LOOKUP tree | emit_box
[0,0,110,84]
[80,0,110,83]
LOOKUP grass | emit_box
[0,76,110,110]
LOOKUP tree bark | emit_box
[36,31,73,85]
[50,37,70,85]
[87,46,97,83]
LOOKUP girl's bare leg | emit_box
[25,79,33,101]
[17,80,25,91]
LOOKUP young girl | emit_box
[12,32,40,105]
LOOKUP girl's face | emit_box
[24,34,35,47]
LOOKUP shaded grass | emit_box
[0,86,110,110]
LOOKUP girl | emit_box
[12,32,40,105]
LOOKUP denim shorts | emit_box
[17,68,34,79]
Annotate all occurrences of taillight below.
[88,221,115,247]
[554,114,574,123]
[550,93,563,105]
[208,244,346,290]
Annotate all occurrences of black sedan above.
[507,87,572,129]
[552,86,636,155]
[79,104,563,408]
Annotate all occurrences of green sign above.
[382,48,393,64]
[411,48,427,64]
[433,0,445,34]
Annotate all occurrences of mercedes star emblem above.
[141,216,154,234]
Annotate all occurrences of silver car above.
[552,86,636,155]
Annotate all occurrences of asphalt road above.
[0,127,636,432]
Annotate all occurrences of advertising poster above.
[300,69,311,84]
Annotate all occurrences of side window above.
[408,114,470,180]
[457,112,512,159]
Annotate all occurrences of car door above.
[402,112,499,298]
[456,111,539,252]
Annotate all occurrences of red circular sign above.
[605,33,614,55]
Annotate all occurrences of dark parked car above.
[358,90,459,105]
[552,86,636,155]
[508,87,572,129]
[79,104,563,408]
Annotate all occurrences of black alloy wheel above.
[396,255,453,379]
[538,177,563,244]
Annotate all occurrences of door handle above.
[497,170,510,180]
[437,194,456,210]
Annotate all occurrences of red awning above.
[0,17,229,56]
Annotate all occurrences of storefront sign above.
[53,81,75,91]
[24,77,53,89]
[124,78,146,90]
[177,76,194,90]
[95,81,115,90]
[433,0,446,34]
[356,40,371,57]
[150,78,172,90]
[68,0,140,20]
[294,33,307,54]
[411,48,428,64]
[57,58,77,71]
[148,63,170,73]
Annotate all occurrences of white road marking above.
__________
**Exercise goal**
Please return all of the data above line for line, with no changes.

**Answer to the problem**
LOOKUP tree | emit_box
[0,0,110,84]
[80,0,110,83]
LOOKUP grass | emit_box
[0,76,110,110]
LOOKUP tree bark | emit_box
[36,31,73,85]
[50,37,70,85]
[87,46,97,83]
LOOKUP girl's bare leg | emit_box
[25,79,33,101]
[17,80,25,91]
LOOKUP young girl | emit_box
[12,32,40,105]
LOOKUP girl's face | emit_box
[24,34,35,47]
LOOKUP shaded grass | emit_box
[0,86,110,110]
LOOKUP girl | emit_box
[12,32,40,105]
LOOKUP denim shorts | emit_box
[17,68,34,79]
Annotate all occurrences of taillight below.
[88,221,115,247]
[554,114,574,123]
[550,93,563,105]
[208,244,346,290]
Annotate all occurrences of black sedan above.
[507,87,572,129]
[552,86,636,155]
[79,104,563,408]
Annotate all occurrences of green sign above.
[382,48,393,64]
[411,48,427,64]
[433,0,445,34]
Annotate all occurrences of mercedes star emblem above.
[141,216,154,234]
Annotate all occurrences of silver car above.
[552,86,636,155]
Annotate all occurrences of asphalt road above.
[0,127,636,432]
Annotate all occurrences of advertising poster above.
[300,69,311,84]
Annotate all occurrences of side window above.
[408,114,470,180]
[457,112,512,159]
Annotate all occurrences of car door above.
[402,112,499,298]
[456,111,539,252]
Annotate all occurrences of red circular sign above.
[605,33,614,55]
Annotate all occurrences of dark parked car above.
[358,90,459,105]
[552,86,636,155]
[508,87,572,129]
[79,104,563,408]
Annotate all occurrences of black alloy wheel above.
[396,255,453,379]
[538,177,563,244]
Annotate all occurrences of door handle above.
[497,170,510,180]
[437,194,456,210]
Annotate all occurrences of red awning above.
[0,17,229,56]
Annotate all occurrences of storefront sign above.
[53,81,75,91]
[24,77,53,89]
[124,78,146,90]
[177,76,194,90]
[95,81,115,90]
[433,0,446,34]
[356,40,371,57]
[150,78,172,90]
[68,0,140,20]
[294,33,307,54]
[411,48,428,64]
[57,58,77,71]
[148,63,170,73]
Annotate all occurrences of white road marking above.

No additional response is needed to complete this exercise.